#### Given instruction 1:
Answer these from the business rescue text below, one line each:
(a) Whose written consent lets a creditor initiate or continue proceedings under s 133(1)(a)?
(b) Which word is said to require s 133(1)(b) to be read disjunctively with s 133(1)(a)?
(c) What may a creditor seek under s 133(1)(b) in order to initiate or continue legal proceedings against the company?

-- start of Page text --

The creditor may initiate or continue the proceedings in terms of s
133(1)
(a)
with the written consent of the practitioner.
[40]
But s 133(1)
(a)
is
not a shield behind which a company not needing the protection may
take refuge to fend off legitimate claims. Thus s 133(1)
(b)
,
which is to be read disjunctively with s 133(1)
(a)
because of the use of the word ‘or’ in exceptions
(a)
to
(e)
,
permits a creditor to seek the court’s imprimatur to initiate
or continue legal proceedings against the company in the event
of a
practitioner’s refusal to give consent, or directly, even
without the permission of the practitioner having been sought.
So s
133(1)
(a)
is not an absolute bar to legal proceedings being instituted or
continued against a company under business rescue. This is a strong

indication that non-compliance with the section is not to be visited
with the sanction of a nullity.
[41]
Moreover, there is no other indication in the section that
non-compliance carries with it the implication that the proceedings

are a nullity. In this regard it is of some relevance that this court
recently said of s 134(1)
(c)

-- end of Page text --
-- start of Given entries --

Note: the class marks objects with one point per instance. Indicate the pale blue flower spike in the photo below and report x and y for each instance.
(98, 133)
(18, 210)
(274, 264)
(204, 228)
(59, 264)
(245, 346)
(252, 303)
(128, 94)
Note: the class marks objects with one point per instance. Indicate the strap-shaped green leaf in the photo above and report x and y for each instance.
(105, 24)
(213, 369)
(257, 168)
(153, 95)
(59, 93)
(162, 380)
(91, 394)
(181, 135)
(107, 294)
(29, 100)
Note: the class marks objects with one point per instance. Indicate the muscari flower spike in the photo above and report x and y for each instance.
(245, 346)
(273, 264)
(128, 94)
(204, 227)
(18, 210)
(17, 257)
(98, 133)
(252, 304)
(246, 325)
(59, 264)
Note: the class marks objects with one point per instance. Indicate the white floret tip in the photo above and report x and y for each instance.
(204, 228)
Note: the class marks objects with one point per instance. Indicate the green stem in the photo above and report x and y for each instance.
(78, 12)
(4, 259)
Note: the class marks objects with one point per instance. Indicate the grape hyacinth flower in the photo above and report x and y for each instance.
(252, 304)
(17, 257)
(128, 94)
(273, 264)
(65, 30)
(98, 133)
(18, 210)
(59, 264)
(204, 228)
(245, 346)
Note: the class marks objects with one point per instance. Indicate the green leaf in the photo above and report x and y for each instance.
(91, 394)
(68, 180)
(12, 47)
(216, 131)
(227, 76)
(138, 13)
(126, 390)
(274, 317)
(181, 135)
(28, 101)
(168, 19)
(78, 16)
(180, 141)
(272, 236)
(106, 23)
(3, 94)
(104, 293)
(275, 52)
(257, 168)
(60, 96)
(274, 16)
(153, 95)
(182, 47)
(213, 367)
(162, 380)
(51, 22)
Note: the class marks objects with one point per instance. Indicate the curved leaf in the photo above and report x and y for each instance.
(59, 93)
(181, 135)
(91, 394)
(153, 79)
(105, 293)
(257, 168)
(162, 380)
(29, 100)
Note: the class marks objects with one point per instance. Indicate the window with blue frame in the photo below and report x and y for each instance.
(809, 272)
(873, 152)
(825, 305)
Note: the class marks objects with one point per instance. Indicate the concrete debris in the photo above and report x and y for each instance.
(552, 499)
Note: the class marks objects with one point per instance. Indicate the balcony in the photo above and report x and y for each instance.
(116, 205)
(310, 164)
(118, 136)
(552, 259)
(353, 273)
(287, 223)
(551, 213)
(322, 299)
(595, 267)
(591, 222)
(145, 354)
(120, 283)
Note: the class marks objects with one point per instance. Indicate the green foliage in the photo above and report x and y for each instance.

-- end of Given entries --

#### Given instruction 2:
Count the lines in the entries above that contain the string "flower", and give only the number.

#### Expected answer 1:
(a) The practitioner's.
(b) The word 'or'.
(c) The court's imprimatur.

#### Expected answer 2:
3